Required task: Would you retype all of these records exactly?

Available data:
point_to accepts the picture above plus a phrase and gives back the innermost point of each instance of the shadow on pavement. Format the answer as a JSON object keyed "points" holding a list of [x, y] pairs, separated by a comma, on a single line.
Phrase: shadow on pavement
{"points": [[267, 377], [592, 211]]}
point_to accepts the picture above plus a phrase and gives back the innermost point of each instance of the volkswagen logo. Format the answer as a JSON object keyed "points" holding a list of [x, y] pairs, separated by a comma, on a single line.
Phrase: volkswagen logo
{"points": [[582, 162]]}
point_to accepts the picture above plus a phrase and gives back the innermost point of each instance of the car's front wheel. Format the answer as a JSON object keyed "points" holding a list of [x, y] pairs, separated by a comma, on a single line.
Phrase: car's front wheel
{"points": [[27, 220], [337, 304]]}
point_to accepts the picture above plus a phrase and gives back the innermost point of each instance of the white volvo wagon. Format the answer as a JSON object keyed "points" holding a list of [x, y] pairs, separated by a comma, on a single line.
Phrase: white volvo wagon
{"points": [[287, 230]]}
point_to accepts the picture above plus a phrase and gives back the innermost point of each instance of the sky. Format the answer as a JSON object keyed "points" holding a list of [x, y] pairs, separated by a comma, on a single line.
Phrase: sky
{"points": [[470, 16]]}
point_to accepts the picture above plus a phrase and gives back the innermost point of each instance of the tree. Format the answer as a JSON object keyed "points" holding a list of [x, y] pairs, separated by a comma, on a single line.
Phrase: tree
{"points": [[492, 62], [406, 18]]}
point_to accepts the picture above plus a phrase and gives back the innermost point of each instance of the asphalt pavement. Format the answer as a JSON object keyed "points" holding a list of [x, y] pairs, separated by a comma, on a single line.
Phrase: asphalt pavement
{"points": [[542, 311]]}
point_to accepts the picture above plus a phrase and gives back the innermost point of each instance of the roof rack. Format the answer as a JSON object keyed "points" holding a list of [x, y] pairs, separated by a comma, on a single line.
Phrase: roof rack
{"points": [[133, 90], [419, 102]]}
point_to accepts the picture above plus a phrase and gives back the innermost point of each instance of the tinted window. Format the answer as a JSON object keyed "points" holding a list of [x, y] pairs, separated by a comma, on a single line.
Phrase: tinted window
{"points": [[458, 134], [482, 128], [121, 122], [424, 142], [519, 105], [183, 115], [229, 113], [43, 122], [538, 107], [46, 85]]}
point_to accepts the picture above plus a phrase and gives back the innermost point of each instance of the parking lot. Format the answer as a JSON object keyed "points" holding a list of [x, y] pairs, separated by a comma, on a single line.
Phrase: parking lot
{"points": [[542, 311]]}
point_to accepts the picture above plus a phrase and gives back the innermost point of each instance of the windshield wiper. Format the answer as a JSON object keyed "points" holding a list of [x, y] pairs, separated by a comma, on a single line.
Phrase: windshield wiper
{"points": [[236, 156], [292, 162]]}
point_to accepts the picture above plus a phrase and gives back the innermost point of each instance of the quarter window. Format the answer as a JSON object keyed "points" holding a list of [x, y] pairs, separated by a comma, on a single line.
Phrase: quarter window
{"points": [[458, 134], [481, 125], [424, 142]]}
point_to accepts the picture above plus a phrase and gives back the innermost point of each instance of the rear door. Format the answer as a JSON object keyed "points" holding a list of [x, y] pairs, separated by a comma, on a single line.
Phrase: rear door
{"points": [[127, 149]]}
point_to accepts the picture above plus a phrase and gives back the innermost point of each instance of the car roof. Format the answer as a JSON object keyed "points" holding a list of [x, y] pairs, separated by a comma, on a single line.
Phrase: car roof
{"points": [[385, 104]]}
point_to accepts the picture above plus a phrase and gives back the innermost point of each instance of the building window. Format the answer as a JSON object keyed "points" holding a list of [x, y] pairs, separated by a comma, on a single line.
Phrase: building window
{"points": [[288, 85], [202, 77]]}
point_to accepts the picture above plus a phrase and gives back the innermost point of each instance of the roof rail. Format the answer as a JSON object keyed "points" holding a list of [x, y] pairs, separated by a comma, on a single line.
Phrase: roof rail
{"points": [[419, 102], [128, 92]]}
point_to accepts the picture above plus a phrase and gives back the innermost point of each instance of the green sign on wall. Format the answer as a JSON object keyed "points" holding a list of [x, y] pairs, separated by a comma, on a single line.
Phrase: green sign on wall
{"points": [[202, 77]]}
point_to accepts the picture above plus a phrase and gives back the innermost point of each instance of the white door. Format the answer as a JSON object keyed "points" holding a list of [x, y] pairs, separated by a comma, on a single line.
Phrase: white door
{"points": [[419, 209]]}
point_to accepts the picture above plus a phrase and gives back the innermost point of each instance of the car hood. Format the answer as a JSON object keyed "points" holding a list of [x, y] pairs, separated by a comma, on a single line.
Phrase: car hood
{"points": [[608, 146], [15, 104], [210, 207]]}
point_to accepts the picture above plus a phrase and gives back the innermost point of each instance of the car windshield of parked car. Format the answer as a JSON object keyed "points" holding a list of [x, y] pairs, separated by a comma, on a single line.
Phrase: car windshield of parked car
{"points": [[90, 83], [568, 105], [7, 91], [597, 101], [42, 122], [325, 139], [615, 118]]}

In response:
point_to accepts the picture above plus a phrase and gives back the innermost point of each instance of the shadow on pavement. Format the answer as a JSON object keyed "points" holding a list of [x, y] pairs, separated by a comma, on a single line.
Phrase: shadow on pavement
{"points": [[267, 377], [592, 211]]}
point_to accepts the picture above plus a phrase and gives back the innermost point of each instance of the volkswagen logo. Format the answer as a JSON object keyed "points" holding a list of [x, y] pairs, separated by a comma, on a single line.
Phrase: volkswagen logo
{"points": [[582, 162]]}
point_to accepts the picture above plus a phrase and gives back the innermost point of each instance of the car's front wheel. Format the answer as a JSON object keyed "points" holding a list of [x, y] pairs, separated by a comma, on a single line.
Phrase: car's front wheel
{"points": [[27, 220], [337, 304]]}
point_to accepts the picture above plus a phrase and gives back the innermost point of each instance of the white volvo wagon. Format the answer as a JSON object keyed "points" holding a list of [x, y] pairs, separated by a comma, on a single line.
Phrase: white volvo wagon
{"points": [[287, 230]]}
point_to accepts the picture above plus a phrase and gives back the innermost point of each instance of the sky. Format the answer as a JSON object keyed "points" holding a list of [x, y] pairs, separated by a comma, on a single line.
Phrase: sky
{"points": [[470, 16]]}
point_to accepts the picture above plus a phrase and gives back the innermost point of each instance of the tree. Format the answer as a JSON object keyed "points" holding a list of [x, y] pairs, separated by a comma, on a single line.
Phrase: tree
{"points": [[492, 62], [406, 18]]}
point_to accepts the picture above plus a phrase and gives back the innermost point of each instance of the asphalt pavement. Format the answer as a JSON object keyed "points" holding a list of [x, y] pairs, separated by a comma, on a single line.
Phrase: asphalt pavement
{"points": [[542, 311]]}
point_to accepts the picture above plus a phrase and gives back the innermost point of each instance of the roof rack. Format the answer as a JSON object keyed "points" holding a list of [x, y] pairs, separated by a comma, on a single line.
Phrase: roof rack
{"points": [[133, 90], [419, 102]]}
point_to accepts the picture above plus a phrase and gives back the innermost point of each instance of the tinted window. Format the answer as a JSON object keyed "points" holding a list of [x, y] pairs, separated by a comma, on a single line.
Phrase: tinted window
{"points": [[458, 134], [482, 128], [121, 122], [424, 142], [519, 105], [183, 115], [229, 113], [43, 122], [538, 107], [46, 85]]}
point_to accepts the picture above plus a phrase and gives back the innermost point of each instance of the parking lot. Format the answer as a JSON object keyed "points" holding a list of [x, y] pairs, separated by a comma, on a single line.
Phrase: parking lot
{"points": [[542, 311]]}
point_to accepts the picture above plus a phrase and gives back the innermost point of each instance of the windshield wiper. Format the answer as a JSON object keyed "points" holding a list of [x, y] pairs, separated by a comma, on a single line.
Phrase: windshield wiper
{"points": [[236, 156], [292, 162]]}
point_to accepts the picture above plus a phrase and gives back the innermost point of each instance of the quarter window. Format the answer as a JSON object keyed "points" holding a list of [x, y] pairs, separated by a comma, on a single line.
Phrase: quarter window
{"points": [[458, 134], [481, 125], [424, 142]]}
point_to accepts the picture above plus a phrase and gives back the innermost point of each instance of the rear door. Format the answer as a JSON object keyed "points" holding a list of [x, y] pairs, separated by a comma, on a single line.
Phrase: rear door
{"points": [[127, 149]]}
point_to accepts the picture above plus a phrase and gives back the innermost point of each instance of the car roof. Format the answer as a JSON object keyed "points" holding a list of [x, y] pairs, separated by a comma, on a single line.
Phrase: car roof
{"points": [[385, 104]]}
point_to accepts the picture above plus a phrase and gives back the innermost point of each instance of the building window. Format the answer as a JSON object keyed "points" holding a list of [x, y] pairs, separated by a comma, on a single line.
Phrase: building window
{"points": [[288, 85], [202, 77]]}
point_to accepts the picture above plus a phrase and gives back the innermost point of each instance of the roof rail. Format the answer as a JSON object keyed "points" holding a list of [x, y] pairs, separated by a comma, on a single line.
Phrase: roof rail
{"points": [[419, 102], [128, 92]]}
point_to accepts the picture above plus a phrase and gives back the innermost point of each instance of the green sign on wall. Format the answer as a JSON object keyed "points" holding a list of [x, y] pairs, separated by a comma, on a single line.
Phrase: green sign on wall
{"points": [[202, 77]]}
point_to accepts the picture above plus a phrase and gives back the innermost point of each instance of the white door. Format the answer as a JSON object keyed "points" holding a list of [x, y] pairs, separated by a comma, on a single line.
Phrase: white door
{"points": [[419, 209]]}
point_to accepts the picture above plus a phrase and gives back the innermost point of each instance of the car hood. Format the answer as a JSON object keyed "points" holding a list of [x, y] pairs, separated by a comma, on a single line.
Phrase: car hood
{"points": [[608, 146], [15, 104], [210, 207]]}
point_to accepts the picture above plus a phrase and gives back the innermost point of each instance of the car windshield of parked car. Format the answer as a JSON object keyed "points" holding a list of [x, y] pairs, separated by a comma, on a single line.
Phrase: car windshield of parked car
{"points": [[90, 83], [568, 105], [7, 91], [597, 101], [42, 122], [325, 139], [615, 118]]}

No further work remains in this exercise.